## Begin PROVIDED RECORDS

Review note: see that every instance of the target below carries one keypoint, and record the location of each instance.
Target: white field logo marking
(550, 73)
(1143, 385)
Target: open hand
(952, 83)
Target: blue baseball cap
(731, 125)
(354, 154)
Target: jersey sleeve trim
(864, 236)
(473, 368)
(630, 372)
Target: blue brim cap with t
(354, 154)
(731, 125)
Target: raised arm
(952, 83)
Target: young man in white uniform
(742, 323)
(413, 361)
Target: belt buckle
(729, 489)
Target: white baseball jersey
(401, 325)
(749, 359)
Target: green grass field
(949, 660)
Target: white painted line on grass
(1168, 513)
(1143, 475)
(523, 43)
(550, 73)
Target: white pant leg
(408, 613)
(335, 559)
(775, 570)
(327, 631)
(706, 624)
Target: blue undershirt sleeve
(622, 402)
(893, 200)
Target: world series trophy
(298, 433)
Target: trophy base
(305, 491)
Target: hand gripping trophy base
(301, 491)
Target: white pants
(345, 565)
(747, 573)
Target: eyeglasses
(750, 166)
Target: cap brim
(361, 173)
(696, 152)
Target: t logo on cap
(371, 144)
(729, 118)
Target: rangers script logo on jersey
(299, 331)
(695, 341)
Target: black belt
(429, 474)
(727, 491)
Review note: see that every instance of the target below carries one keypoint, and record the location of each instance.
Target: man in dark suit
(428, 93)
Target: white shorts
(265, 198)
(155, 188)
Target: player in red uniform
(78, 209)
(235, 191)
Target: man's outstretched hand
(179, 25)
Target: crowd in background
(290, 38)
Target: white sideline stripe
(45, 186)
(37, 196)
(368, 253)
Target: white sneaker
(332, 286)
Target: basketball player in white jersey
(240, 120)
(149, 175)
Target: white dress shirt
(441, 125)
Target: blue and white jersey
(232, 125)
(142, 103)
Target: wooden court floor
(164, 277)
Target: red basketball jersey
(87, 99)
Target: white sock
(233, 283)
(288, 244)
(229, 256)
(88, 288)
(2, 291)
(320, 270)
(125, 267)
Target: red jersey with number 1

## End PROVIDED RECORDS

WHAT THIS TASK INVOLVES:
Hand back the material above in full, exactly as written.

RIGHT ANSWER:
Review note: see that every instance of the target below carries one keypoint, and record the location of each instance.
Target: white field logo marking
(550, 73)
(1143, 385)
Target: open hand
(952, 83)
Target: blue baseball cap
(731, 125)
(354, 154)
Target: jersey sleeve trim
(864, 236)
(473, 368)
(630, 372)
Target: blue brim cap with t
(354, 154)
(731, 125)
Target: raised arm
(952, 83)
Target: young man in white uniform
(742, 323)
(413, 361)
Target: belt buckle
(729, 489)
Target: white baseball jersey
(401, 325)
(749, 359)
Target: green grass field
(949, 660)
Target: white painted line on grass
(1168, 513)
(1143, 475)
(523, 43)
(550, 73)
Target: white pant leg
(408, 613)
(335, 559)
(775, 570)
(327, 631)
(706, 624)
Target: blue undershirt sleeve
(622, 402)
(893, 200)
Target: world series trophy
(298, 433)
Target: trophy base
(305, 491)
Target: hand gripping trophy base
(301, 491)
Target: white pants
(345, 565)
(747, 573)
Target: eyeglasses
(750, 166)
Target: cap brim
(361, 173)
(696, 152)
Target: t logo on cap
(371, 144)
(729, 118)
Target: rangers script logo on jersey
(299, 331)
(695, 341)
Target: black belt
(429, 474)
(727, 491)
Review note: see that every instance of the target below carries one keypoint, and record the location of each instance.
Target: man in dark suit
(428, 93)
Target: white shorts
(265, 198)
(155, 188)
Target: player in red uniform
(78, 209)
(235, 191)
Target: man's outstretched hand
(179, 25)
Target: crowd in background
(290, 38)
Target: white sideline stripe
(45, 186)
(37, 196)
(368, 253)
Target: white sneaker
(332, 286)
Target: basketball player in white jersey
(240, 120)
(149, 175)
Target: white dress shirt
(441, 125)
Target: blue and white jersey
(232, 125)
(142, 103)
Target: wooden court floor
(164, 277)
Target: red basketball jersey
(87, 99)
Target: white sock
(233, 283)
(288, 244)
(229, 256)
(88, 288)
(2, 291)
(320, 270)
(125, 267)
Target: red jersey with number 1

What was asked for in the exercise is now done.